Assigned task: From the entries that follow, gather each line holding the word "below".

Data to process:
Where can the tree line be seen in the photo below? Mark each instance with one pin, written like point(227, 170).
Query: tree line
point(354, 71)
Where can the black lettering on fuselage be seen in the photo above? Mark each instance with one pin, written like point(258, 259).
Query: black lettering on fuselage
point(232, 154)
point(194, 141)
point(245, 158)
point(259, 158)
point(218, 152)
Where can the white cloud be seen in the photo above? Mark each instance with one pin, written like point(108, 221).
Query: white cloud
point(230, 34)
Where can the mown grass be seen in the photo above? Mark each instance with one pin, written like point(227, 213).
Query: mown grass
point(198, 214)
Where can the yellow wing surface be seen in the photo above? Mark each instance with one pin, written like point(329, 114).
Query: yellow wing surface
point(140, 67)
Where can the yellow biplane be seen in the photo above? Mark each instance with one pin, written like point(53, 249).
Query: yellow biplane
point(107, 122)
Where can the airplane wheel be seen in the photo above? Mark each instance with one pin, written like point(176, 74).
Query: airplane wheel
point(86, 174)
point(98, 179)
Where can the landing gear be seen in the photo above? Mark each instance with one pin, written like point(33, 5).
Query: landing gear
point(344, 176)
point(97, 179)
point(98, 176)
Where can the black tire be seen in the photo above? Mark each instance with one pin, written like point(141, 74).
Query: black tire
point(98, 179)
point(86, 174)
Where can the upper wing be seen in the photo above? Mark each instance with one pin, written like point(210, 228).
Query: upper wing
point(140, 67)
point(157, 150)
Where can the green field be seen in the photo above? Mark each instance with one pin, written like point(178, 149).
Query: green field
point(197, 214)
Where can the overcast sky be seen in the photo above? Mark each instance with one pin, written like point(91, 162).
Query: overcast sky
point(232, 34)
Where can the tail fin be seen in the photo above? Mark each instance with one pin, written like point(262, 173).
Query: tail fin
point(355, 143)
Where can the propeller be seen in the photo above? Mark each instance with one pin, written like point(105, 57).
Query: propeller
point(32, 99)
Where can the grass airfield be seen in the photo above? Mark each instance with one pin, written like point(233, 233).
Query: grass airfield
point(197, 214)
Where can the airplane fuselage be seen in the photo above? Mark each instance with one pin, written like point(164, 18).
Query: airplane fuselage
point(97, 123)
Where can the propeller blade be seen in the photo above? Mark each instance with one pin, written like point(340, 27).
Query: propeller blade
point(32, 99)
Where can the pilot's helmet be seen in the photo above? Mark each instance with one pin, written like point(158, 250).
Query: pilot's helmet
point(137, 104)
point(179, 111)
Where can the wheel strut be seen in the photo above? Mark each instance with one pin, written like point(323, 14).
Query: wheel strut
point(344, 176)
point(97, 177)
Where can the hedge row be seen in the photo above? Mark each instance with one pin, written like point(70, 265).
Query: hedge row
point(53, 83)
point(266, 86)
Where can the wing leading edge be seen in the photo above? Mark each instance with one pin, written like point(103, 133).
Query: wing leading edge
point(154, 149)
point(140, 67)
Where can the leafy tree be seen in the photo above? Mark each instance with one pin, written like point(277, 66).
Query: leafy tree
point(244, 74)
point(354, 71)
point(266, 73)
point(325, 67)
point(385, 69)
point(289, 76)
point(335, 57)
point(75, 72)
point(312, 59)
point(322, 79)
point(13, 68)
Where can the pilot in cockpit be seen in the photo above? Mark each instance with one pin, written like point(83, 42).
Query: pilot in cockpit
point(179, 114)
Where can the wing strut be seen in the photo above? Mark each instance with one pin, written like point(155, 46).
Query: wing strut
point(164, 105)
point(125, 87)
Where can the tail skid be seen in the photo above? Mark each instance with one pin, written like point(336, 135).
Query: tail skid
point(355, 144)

...

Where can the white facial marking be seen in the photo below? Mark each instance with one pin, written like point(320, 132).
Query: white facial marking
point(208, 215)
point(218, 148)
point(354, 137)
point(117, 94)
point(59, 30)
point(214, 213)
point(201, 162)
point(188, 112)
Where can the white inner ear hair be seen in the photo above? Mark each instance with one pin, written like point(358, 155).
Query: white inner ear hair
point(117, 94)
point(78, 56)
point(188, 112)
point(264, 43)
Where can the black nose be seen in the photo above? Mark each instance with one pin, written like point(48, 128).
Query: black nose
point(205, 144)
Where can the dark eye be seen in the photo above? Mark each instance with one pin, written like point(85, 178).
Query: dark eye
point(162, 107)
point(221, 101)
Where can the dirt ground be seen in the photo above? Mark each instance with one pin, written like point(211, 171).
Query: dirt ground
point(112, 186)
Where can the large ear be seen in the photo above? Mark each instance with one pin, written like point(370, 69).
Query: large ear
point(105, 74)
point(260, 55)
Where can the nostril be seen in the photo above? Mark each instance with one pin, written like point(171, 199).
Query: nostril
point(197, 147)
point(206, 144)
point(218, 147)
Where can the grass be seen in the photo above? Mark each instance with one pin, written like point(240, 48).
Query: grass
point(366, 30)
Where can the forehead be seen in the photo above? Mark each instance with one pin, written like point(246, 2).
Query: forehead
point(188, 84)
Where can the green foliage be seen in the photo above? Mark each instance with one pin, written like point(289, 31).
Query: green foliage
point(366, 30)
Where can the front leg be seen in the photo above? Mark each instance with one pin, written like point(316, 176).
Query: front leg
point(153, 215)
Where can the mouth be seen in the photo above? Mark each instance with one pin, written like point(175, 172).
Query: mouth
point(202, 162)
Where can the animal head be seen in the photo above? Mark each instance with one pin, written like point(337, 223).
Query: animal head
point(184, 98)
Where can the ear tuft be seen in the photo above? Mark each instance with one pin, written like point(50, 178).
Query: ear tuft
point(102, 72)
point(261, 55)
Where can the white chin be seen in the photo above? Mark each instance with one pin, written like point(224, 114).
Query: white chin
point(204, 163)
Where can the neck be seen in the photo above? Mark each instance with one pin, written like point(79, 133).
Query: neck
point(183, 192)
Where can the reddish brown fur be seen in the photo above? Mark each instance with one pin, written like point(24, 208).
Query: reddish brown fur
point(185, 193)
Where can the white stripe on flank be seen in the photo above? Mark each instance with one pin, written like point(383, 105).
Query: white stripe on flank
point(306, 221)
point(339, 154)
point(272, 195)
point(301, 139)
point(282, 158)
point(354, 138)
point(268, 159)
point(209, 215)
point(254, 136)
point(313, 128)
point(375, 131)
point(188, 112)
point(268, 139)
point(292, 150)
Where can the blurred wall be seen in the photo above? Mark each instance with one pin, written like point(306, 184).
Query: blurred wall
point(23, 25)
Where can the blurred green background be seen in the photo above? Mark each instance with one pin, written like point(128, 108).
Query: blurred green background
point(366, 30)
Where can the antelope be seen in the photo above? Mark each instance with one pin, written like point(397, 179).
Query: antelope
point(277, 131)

Result of the exercise:
Where can the tree line be seen in the photo below? Mark each instance with one pin, written like point(227, 170).
Where can the white facial marking be seen in the photo below? Mark each instance with one pin, written like point(320, 132).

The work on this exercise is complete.